Reproduce all of the records exactly.

> _Point placement records_
◆ ◆ ◆

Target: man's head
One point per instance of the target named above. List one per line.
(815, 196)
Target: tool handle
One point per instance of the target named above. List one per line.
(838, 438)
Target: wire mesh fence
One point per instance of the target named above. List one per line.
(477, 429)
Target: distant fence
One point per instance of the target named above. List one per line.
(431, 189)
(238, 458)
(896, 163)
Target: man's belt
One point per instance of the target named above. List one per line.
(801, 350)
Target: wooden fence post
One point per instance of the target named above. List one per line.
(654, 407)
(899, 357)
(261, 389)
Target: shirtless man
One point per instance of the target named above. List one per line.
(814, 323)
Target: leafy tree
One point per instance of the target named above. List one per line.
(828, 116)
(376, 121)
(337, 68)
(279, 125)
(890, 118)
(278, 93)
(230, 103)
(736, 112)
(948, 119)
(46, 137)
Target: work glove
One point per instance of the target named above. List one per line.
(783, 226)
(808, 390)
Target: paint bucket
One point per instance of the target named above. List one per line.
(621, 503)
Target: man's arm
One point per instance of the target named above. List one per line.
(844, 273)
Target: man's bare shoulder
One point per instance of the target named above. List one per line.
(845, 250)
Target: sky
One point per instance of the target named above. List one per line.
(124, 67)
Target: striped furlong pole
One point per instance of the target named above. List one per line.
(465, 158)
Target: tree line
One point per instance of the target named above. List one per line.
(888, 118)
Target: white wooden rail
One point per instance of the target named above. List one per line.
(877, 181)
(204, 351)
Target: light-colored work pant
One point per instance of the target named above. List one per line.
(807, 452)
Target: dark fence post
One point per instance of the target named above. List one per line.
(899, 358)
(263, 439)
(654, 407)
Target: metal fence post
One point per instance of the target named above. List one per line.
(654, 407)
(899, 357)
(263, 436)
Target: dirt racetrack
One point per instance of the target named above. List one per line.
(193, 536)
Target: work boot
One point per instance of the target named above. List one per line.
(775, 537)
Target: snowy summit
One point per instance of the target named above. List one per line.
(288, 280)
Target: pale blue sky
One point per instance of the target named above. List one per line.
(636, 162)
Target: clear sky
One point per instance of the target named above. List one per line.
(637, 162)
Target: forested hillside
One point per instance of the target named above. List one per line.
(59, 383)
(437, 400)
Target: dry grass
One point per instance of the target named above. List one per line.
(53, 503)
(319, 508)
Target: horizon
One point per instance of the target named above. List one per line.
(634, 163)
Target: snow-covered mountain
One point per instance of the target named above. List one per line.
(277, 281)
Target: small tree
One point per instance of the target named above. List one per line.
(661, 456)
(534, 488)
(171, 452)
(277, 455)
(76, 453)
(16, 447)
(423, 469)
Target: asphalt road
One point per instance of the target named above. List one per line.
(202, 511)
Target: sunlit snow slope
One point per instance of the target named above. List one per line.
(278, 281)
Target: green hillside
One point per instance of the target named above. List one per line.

◆ ◆ ◆

> _Solution to this exercise_
Target: man's head
One point per instance of the target named above. List one per line.
(815, 196)
Target: tool handle
One point per instance of the target named above. List one per line.
(838, 438)
Target: wire mesh fence
One point per instance of the target named above. List one per line.
(477, 429)
Target: distant fence
One point per instance of the target named above. List one per line.
(431, 189)
(238, 458)
(896, 163)
Target: man's belt
One point per instance of the target named above. List one per line.
(801, 350)
Target: wooden fence post
One point per instance of the target named above. List one per line.
(654, 407)
(899, 357)
(261, 389)
Target: shirtless man
One point per instance of the target named above. List one per line.
(814, 323)
Target: leafy tree
One point per instance of the target named above. List one per line.
(828, 116)
(376, 121)
(337, 68)
(279, 125)
(890, 118)
(278, 93)
(230, 103)
(736, 112)
(948, 119)
(46, 137)
Target: work glove
One point per instance of the target named above. List one per line.
(783, 226)
(808, 390)
Target: paint bucket
One point per instance of the target named above. List one per line.
(621, 503)
Target: man's arm
One point per instance of the target named above. List one per line.
(844, 273)
Target: man's bare shoulder
One point per instance of the target named above. List one per line.
(845, 250)
Target: sky
One point per instance of the target named above. List one per line.
(124, 67)
Target: striped furlong pole
One point per instance of the target named above. List one per line.
(465, 158)
Target: tree line
One point per instance of the target named above. List one per line.
(888, 118)
Target: white wooden rail
One point per instance of the target named above. List one per line.
(877, 181)
(204, 351)
Target: light-colored work pant
One point per instance of the target named above. List one per line.
(807, 452)
Target: dark fence post
One point per instance of the target named above. List one per line.
(899, 358)
(263, 439)
(654, 407)
Target: metal fence post
One point per instance of the target named above. List one per line.
(654, 407)
(899, 357)
(263, 436)
Target: dirt racetrack
One point per instance of the target named above. List one per line.
(193, 536)
Target: work boot
One point per instance of the target named above. List one per line.
(775, 537)
Target: snowy summit
One point per instance of the target named above. List one per line.
(288, 280)
Target: pale blue sky
One point per instance of the target named above. List one per line.
(636, 162)
Target: clear sky
One point per instance of the target named above. List one per line.
(637, 162)
Target: forested hillside
One point per instance of the target named above. List one per line.
(59, 383)
(437, 400)
Target: dry grass
One point per instance of the target named above. List one per line.
(53, 503)
(319, 508)
Target: horizon
One point per instance of the target named above. List one per line.
(634, 163)
Target: snow-covered mountain
One point per instance of the target named above. List one per line.
(277, 281)
Target: small tree
One point per instance of the target named above. List one per line.
(661, 456)
(534, 488)
(171, 452)
(277, 455)
(76, 453)
(16, 447)
(423, 469)
Target: asphalt road
One point per instance of the target named above. List one per line.
(202, 511)
Target: sunlit snow slope
One point per instance of the target named above. List one per line.
(278, 281)
Target: green hillside
One point per instance of the target named above. List one per line.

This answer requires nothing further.